■ THE INPUT:
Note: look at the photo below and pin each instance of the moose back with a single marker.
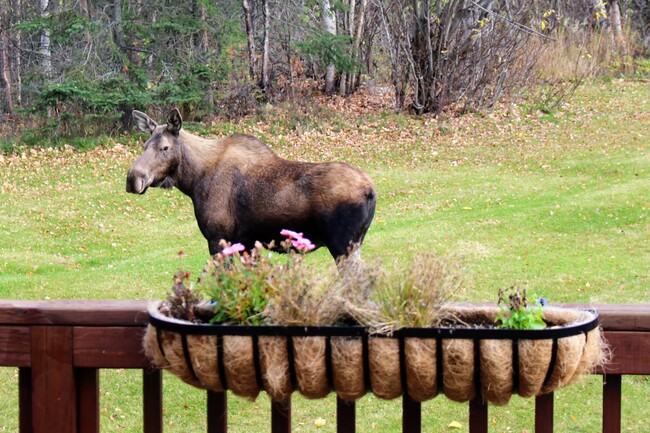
(243, 192)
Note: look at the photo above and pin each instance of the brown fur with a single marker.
(243, 192)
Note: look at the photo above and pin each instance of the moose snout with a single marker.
(136, 181)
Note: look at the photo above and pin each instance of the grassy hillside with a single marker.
(556, 202)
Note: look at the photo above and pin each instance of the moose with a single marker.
(243, 192)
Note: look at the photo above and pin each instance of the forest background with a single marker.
(76, 68)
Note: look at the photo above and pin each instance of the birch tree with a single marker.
(328, 20)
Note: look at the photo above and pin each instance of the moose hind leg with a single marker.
(347, 228)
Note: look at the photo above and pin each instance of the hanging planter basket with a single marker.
(462, 363)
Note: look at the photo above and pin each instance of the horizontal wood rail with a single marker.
(59, 347)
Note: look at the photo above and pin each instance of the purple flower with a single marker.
(291, 234)
(234, 248)
(298, 241)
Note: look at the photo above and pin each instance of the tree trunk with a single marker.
(360, 28)
(265, 50)
(85, 14)
(4, 71)
(46, 54)
(203, 39)
(615, 20)
(118, 32)
(346, 80)
(329, 26)
(250, 33)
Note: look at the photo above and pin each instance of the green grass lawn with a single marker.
(556, 202)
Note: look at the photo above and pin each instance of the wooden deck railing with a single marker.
(59, 347)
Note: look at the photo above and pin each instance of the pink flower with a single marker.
(234, 248)
(303, 244)
(291, 234)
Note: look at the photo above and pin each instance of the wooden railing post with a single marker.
(25, 423)
(411, 415)
(281, 416)
(88, 399)
(544, 413)
(477, 416)
(54, 389)
(217, 412)
(612, 403)
(152, 400)
(345, 416)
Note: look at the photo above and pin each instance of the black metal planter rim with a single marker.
(165, 323)
(184, 328)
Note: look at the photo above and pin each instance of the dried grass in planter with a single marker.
(462, 363)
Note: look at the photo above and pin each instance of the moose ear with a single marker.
(144, 123)
(174, 121)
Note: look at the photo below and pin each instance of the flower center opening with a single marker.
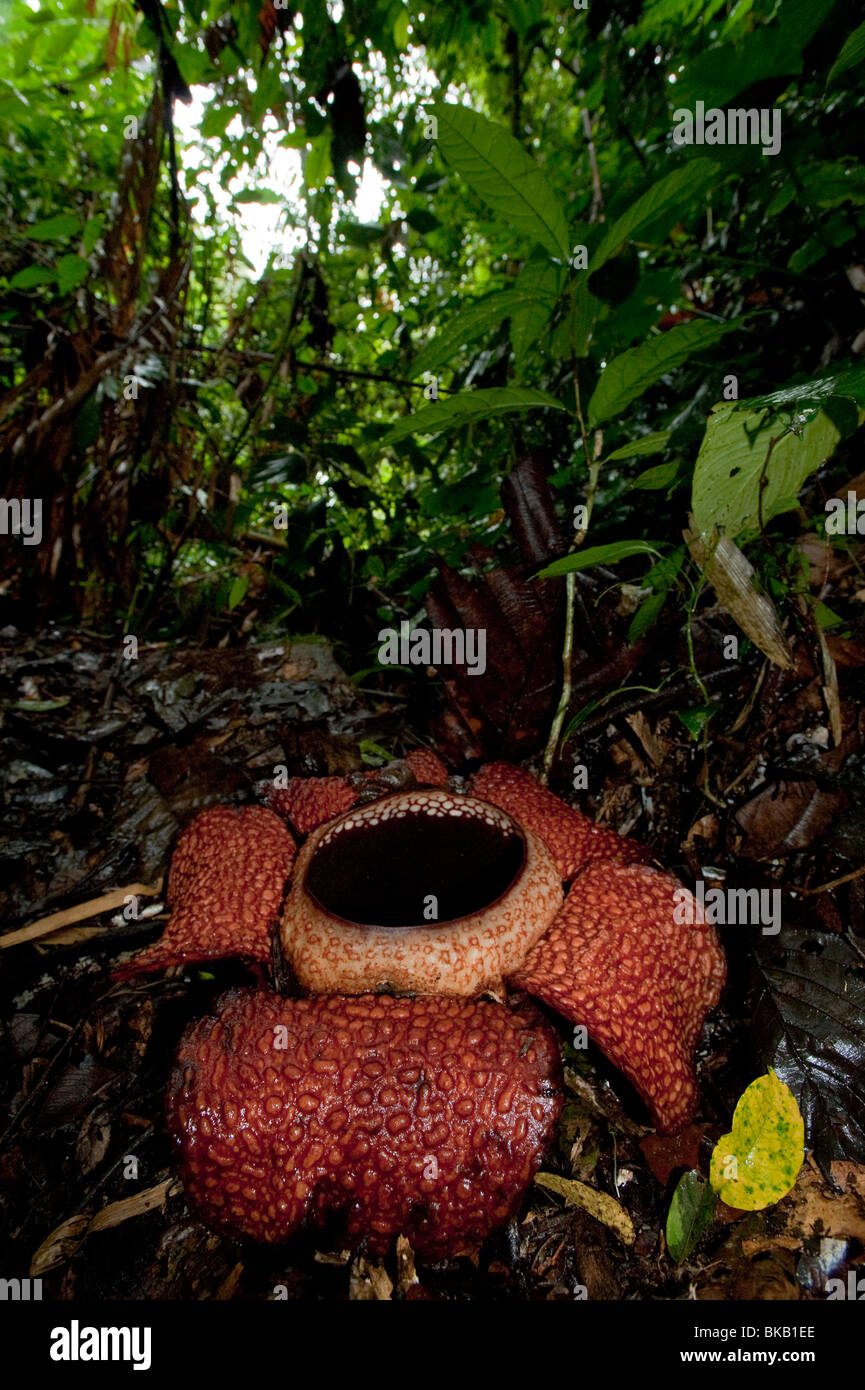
(415, 866)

■ PROBLEM REQUIREMENTS: With pictures left out, transcribe each line from the one containing "moose with a single marker." through the end of the data, both ends included.

■ TASK OUTPUT:
Note: look at the photo above and pin each instance of the moose with a single marker.
(243, 192)
Note: look at the photo above and pin each instance of the forest background with a single marker.
(76, 68)
Note: look at the photo above and pin each instance of the birch tree with a single marker.
(328, 20)
Note: look at the photo above and pin each instance of the moose hind leg with a single marker.
(347, 228)
Note: look at the photo above and pin each instance of the hanging planter basket with a single marker.
(462, 363)
Note: look at the photo above and pin each instance of the horizontal wood rail with a single marker.
(59, 347)
Note: look at the photo above and pin each instance of the purple flower with a single marker.
(291, 234)
(234, 248)
(298, 241)
Note: look at the photo above and pin each instance of the tree trunk with a single marker.
(360, 28)
(265, 50)
(85, 14)
(4, 71)
(46, 54)
(203, 39)
(615, 20)
(118, 32)
(346, 80)
(329, 26)
(250, 33)
Note: look at the photo above and pin each instance of the green grass lawn with a single marker.
(556, 202)
Note: look at the photo above and pin each instance of the wooden deck railing with a single marker.
(59, 347)
Note: look at the photo above and pin each instance of the pink flower with a single marker.
(234, 248)
(303, 244)
(291, 234)
Note: look at the photo above and pin each instance of the wooden railing post with a single marker.
(25, 423)
(411, 415)
(281, 416)
(88, 399)
(544, 413)
(477, 416)
(54, 389)
(217, 412)
(612, 403)
(152, 400)
(345, 416)
Note: look at the photo above and pin each instance of the black metal planter rim with a single marker.
(165, 323)
(184, 328)
Note: look at the photo above and pin each instance of the dried grass in planter with a single marker.
(462, 363)
Note: look at the photo above and pin each instance of the moose ear with a single marker.
(144, 123)
(174, 121)
Note: look at the photo below and pin each instance of the flower center opening with a single marker.
(415, 866)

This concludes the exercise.